> [What to work on]
The answer should reproduce every entry exactly and contain no images.

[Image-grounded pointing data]
+ + + + + + +

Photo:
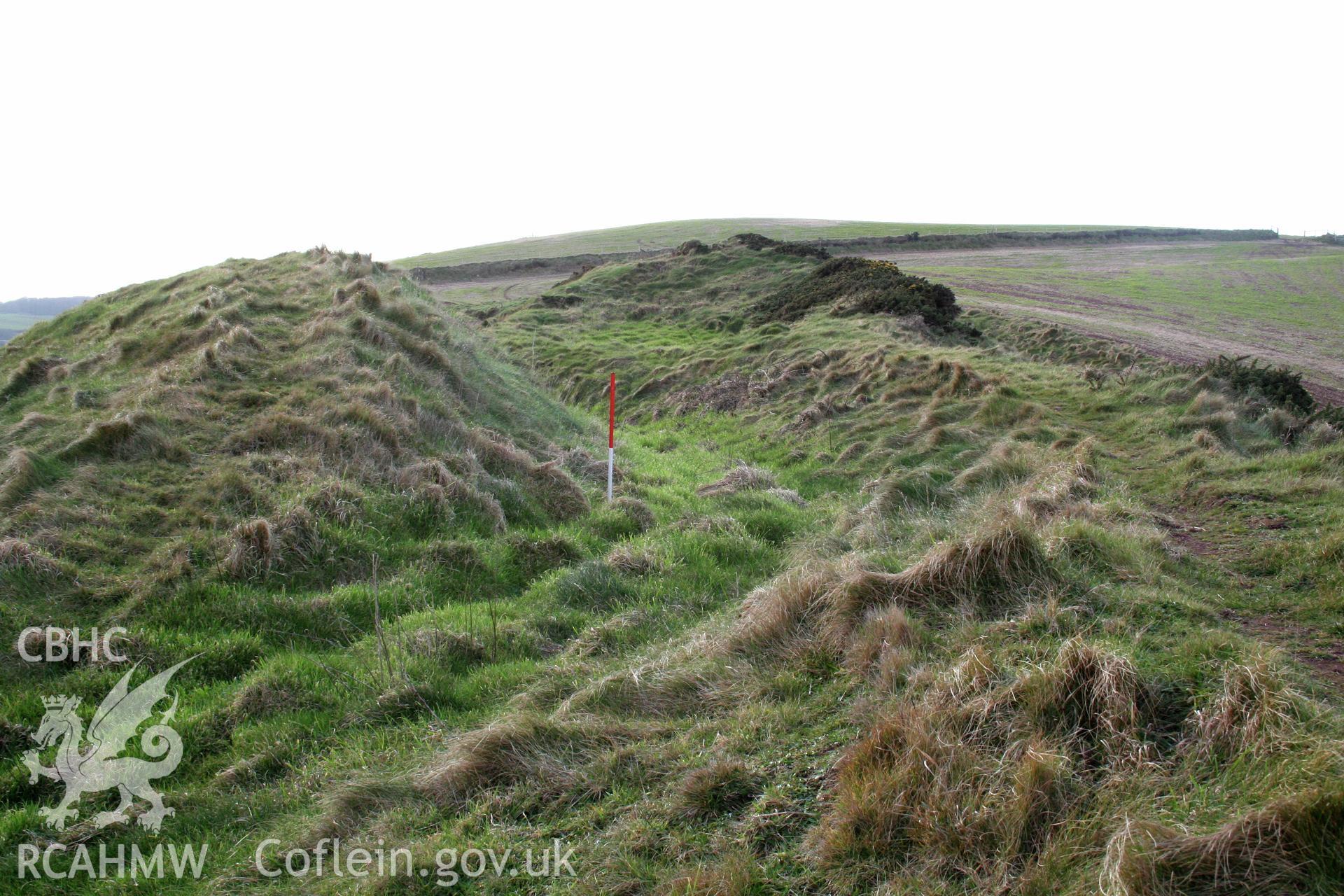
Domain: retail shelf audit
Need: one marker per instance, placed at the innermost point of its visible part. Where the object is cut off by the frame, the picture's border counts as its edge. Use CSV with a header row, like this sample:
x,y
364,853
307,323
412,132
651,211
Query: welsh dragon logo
x,y
86,770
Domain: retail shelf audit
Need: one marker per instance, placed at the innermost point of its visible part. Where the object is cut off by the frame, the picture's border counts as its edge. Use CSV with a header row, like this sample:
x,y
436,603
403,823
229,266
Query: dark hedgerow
x,y
862,286
1277,384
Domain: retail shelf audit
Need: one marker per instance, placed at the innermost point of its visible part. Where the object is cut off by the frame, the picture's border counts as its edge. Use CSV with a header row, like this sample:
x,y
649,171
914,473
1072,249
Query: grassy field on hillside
x,y
673,232
883,606
1281,301
14,324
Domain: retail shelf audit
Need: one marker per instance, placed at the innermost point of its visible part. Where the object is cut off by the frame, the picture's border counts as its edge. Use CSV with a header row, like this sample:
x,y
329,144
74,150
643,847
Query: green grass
x,y
1281,301
673,232
907,613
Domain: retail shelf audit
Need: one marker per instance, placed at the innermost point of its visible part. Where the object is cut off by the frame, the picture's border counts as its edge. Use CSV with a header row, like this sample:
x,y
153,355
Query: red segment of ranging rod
x,y
610,438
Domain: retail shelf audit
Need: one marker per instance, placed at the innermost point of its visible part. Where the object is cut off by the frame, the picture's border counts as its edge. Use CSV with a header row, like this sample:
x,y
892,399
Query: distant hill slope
x,y
22,314
673,232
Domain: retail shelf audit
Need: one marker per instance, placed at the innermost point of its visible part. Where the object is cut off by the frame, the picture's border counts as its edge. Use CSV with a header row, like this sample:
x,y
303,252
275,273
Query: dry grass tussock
x,y
519,747
972,777
555,489
18,476
132,435
436,482
1289,846
1256,713
685,681
823,602
742,477
20,555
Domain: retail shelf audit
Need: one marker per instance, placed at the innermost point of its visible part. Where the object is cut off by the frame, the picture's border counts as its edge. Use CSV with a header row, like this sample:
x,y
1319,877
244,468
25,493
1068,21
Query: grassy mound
x,y
860,286
874,610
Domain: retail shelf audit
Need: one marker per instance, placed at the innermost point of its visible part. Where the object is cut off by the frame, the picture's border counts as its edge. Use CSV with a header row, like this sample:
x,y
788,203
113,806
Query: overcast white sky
x,y
144,141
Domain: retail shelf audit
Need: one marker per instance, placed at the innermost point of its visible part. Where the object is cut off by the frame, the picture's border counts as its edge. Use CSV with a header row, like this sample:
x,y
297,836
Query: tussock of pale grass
x,y
515,748
1254,713
1006,461
253,550
971,777
635,561
1291,846
678,684
134,435
27,374
20,555
19,476
743,477
717,789
823,603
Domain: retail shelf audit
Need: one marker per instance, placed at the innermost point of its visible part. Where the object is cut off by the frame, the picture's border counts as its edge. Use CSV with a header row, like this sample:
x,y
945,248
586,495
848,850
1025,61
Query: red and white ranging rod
x,y
610,440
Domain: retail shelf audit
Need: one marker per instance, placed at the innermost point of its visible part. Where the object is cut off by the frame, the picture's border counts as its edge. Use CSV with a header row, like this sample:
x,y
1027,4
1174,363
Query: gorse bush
x,y
1278,384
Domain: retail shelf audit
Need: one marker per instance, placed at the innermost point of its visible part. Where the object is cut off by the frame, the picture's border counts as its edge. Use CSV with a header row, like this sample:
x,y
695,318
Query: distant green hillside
x,y
672,232
22,314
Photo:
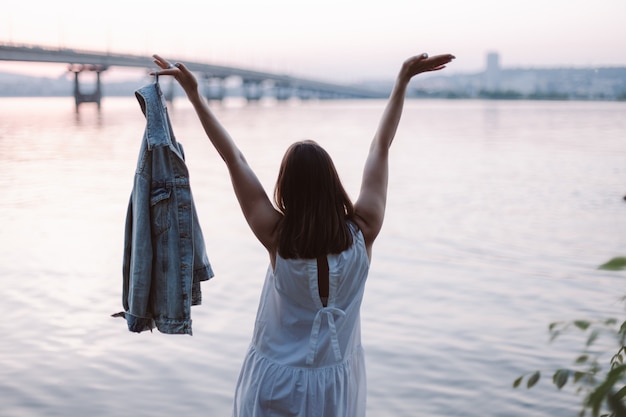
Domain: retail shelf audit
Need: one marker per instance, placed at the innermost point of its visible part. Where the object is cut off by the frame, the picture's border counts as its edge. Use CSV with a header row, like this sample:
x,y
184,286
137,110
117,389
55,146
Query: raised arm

+ + + + + + +

> [Finished task]
Photo:
Domain: retail shelf audit
Need: one marker per instance, placed at the innermost point of its visible part. Where the object is cut off by the frame, the picture's border counts as its edge. Use CSV with a header row, like this sample:
x,y
364,853
307,323
412,132
651,211
Query: welsh dragon logo
x,y
86,770
Domain: retail shelf audit
Need: one marker per instance, placed at the innermost point of its visible part. Where the object is cut off by the frame, the picture's border counts as its edge. Use CSV with a header row, like this sample:
x,y
436,603
403,823
229,266
Query: dark hedgerow
x,y
862,286
1277,384
Domain: retail shelf audit
Need: one marker per instance, placed at the innermost point of its visible part. Where the object is cut off by the frame, the picture's border counts as its edge. Use CSV with a header row, like this sample:
x,y
649,171
914,473
1072,249
Query: grassy field on hillside
x,y
673,232
883,606
1281,301
14,324
Domain: retail shelf audit
Need: one marker per instance, placed at the innermost point of its visible part. Where the object is cut off by the frame, the picture's border counts as its edge. Use CSV with a header row, like this sample:
x,y
329,144
74,150
643,847
Query: green grass
x,y
1281,301
673,232
907,613
Domain: retail shelf audit
Need: one marker per instance, placed at the innermost point of its visible part. Where the object is cut off by the frame, the picture's border counts as its edge. Use CSV with a header row, like this sample:
x,y
153,355
Query: red segment of ranging rod
x,y
610,438
Domain: retail shelf audit
Need: one marker per instance, placed at the innermost point of its visible part. Where the object is cut off by the frame, the picture's border counts as its edge. Use CSV with a header row, like this sample:
x,y
892,399
Query: distant hill slope
x,y
22,314
673,232
Domain: retail shelf audit
Need: one marker per instance, placed at the innermost point of its visible part. Where the object is cut off by the frame, the picture's border counts as its edge. Use CSV with a header row, like this sample:
x,y
303,252
275,273
Query: dry grass tussock
x,y
519,747
972,777
555,489
18,476
132,435
436,482
1289,846
1256,713
685,681
823,602
742,477
20,555
Domain: retail shelf audit
Need: one marker per instance, placed at the innermost point of its visible part. Where the object is cut off by the frame, the picture's border counts as its edge. Use CSV with a header row, like this sample:
x,y
1319,877
244,468
25,493
1068,21
Query: grassy mound
x,y
860,286
874,610
Domain: retail shelf audit
Need: one marker per instance, placed at the innermost point of its visible part. Where the object is cut off by the frame, the picture's border counts as its edge. Use CSV with a header row, like this sample:
x,y
788,203
113,806
Query: overcast white sky
x,y
144,141
Domain: retail shelf audit
Need: one marker per instance, placed at the innermost point of its visible part. Where the object is cut off by the frame, the picture's border counts as its edge. Use CSV with a header row, like this sample:
x,y
297,836
Query: tussock of pale grass
x,y
515,748
1254,713
1006,461
253,550
971,777
635,561
1291,846
678,684
134,435
27,374
20,555
19,476
743,477
717,789
823,603
Domain: retail shelf audit
Need: one marker per instance, placed at the innermost point of its visible part. Where the object is cut off by the frame, the picture's border counts as its edge. Use CSV with a header row, like this sample:
x,y
945,248
586,495
848,850
1025,61
Query: red and white ranging rod
x,y
610,440
Domain: retail shelf audit
Need: one marker per instance, placed at the innermost point of its visible part. Where the object is cut off by the frame, the picture's border counts as its edge. Use CSV with a header row, like this sample:
x,y
1027,4
1174,363
Query: gorse bush
x,y
1278,384
Domain: retail shelf audit
Need: one marker per instance, placed at the innermost point of its visible part. Where the object is cut off by the frame, the picture's border counts as its edge. Use CSV with a header row, like this sample:
x,y
695,318
Query: distant green hillside
x,y
672,232
22,314
Photo:
Domain: retail shelf audit
Need: one marker per instance, placed at the innermost point of its visible part. Where the object is cut off by the frame, the picture's border counts as its edge. Use CSV with a header row, like this sample:
x,y
184,286
137,110
117,389
55,146
Query: raised arm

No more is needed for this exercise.